------ Selected passage ------

Starry Eyed Surprise

By bellerock

Flora's Famous Courgette Cake

So the time finally came when it was my turn to supply cake for Cake Friday.

I made a dense chocolate loaf cake and a courgette cake. I think people were really suspicious about the courgette cake, however once they got over the ' it's made with courgettes?' part, I did actually receive some compliments and request for the recipe.

So here it is.


It's a moist cake, similar in texture and style to a carrot cake, but more delicious, and the limey-ness of the filling and topping is just heavenly.



For the cake:
60g raisins (optional)
250g courgettes, which is about 2-3, weighed before grating
2 large eggs
125ml vegetable oil
150g caster sugar
225g Self-raising flour
1/2 tsp bicarb
1/2 tsp baking powder

2 x 21cm round cake/sandwich tins, greased and lined. (I only have one, so I do them one at a time )

------

Exercises to complete »
1. According to the courgette cake recipe, how many grams of courgettes go into the cake?
2. Pick up the courgette cake recipe post after its final line and keep writing it.

------ Excerpted records ------

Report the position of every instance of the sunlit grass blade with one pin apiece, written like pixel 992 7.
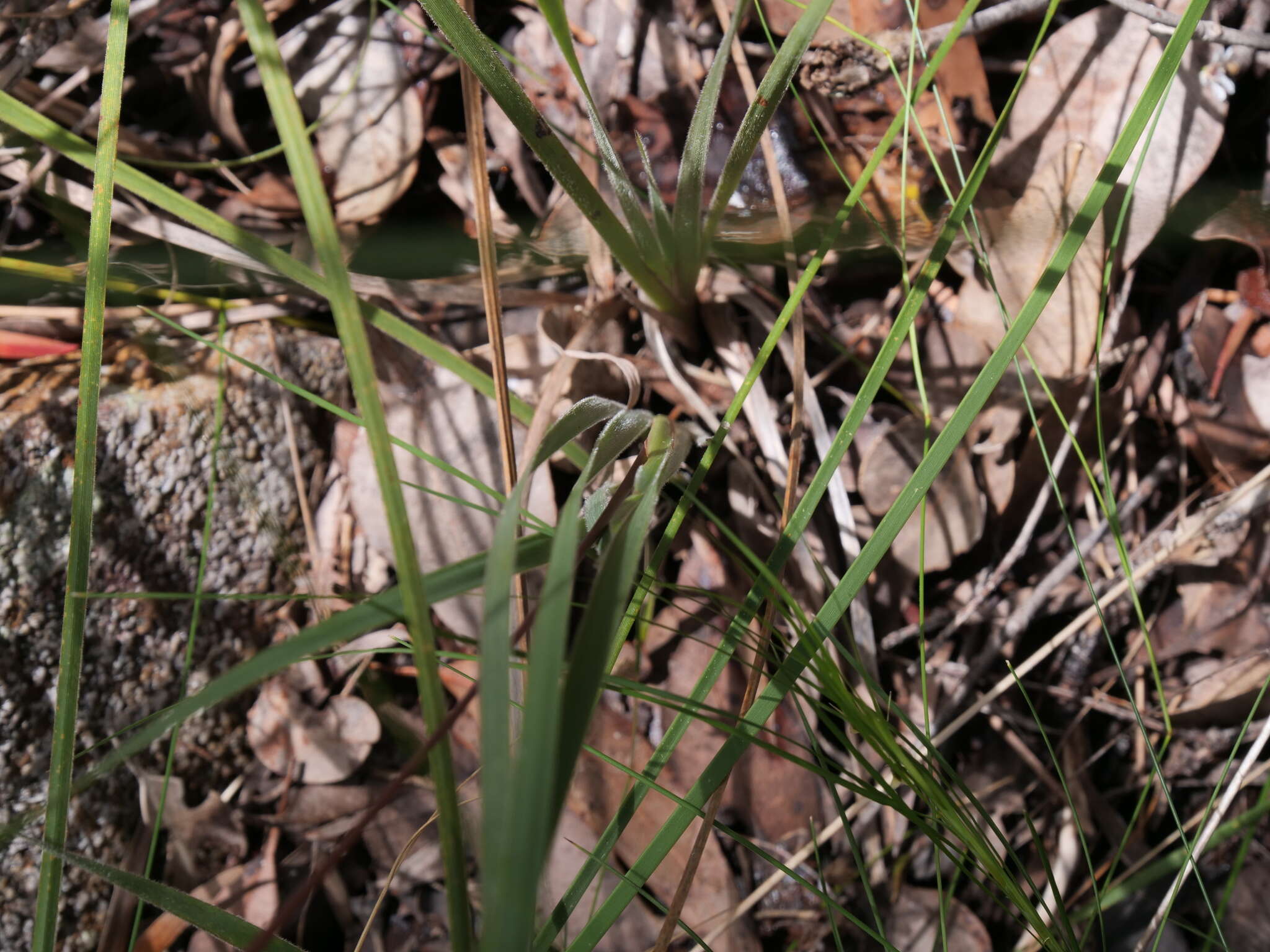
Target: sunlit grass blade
pixel 771 90
pixel 380 611
pixel 202 915
pixel 346 310
pixel 195 619
pixel 518 816
pixel 802 514
pixel 61 765
pixel 322 403
pixel 479 54
pixel 255 252
pixel 915 489
pixel 628 197
pixel 667 451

------

In response »
1. 250g, about 2-3 courgettes, weighed before grating.

2.
For the filling:
homemade lime curd (if you want to however I used a very good lemon curd)


For the icing:
200g cream cheese
100g icing sugar, sieved
juice of 1 lime or more to taste
2-3 tbsp chopped pistachios

Preheat oven to 180/gas mark 4

Cake:
Put raisins in a bowl and cover raisins in warm water to plump them up.
Wipe courgettesand grate (without peeling) using course grater, then put in a sieve over the sink to allow excess water to drain out (I do this, but have yet to see anywater drain out.
Beat eggs, oil, and sugar together in a bowl until creamy.
Sieve in flour, bicarb & baking powder and continue to beat.
Stir in courgettes and drained raisins.
Pour mixture into 2 x 21cm sandwich tins and bake for about 30mins until slightly browned and firm to the touch.
Remove from the oven when done and leave in tins for 5-10mins, then turn onto a rack until cool.

Topping:
Beat cream cheese until smooth
Add sieved icing sugar and beat.
Stir in lime juice to taste.

Assemble your cakes with a generous layer of the curd in the middle, and the creamy icing on top. Scatter chopped pistachios over the top just before you serve.

Happy weekend!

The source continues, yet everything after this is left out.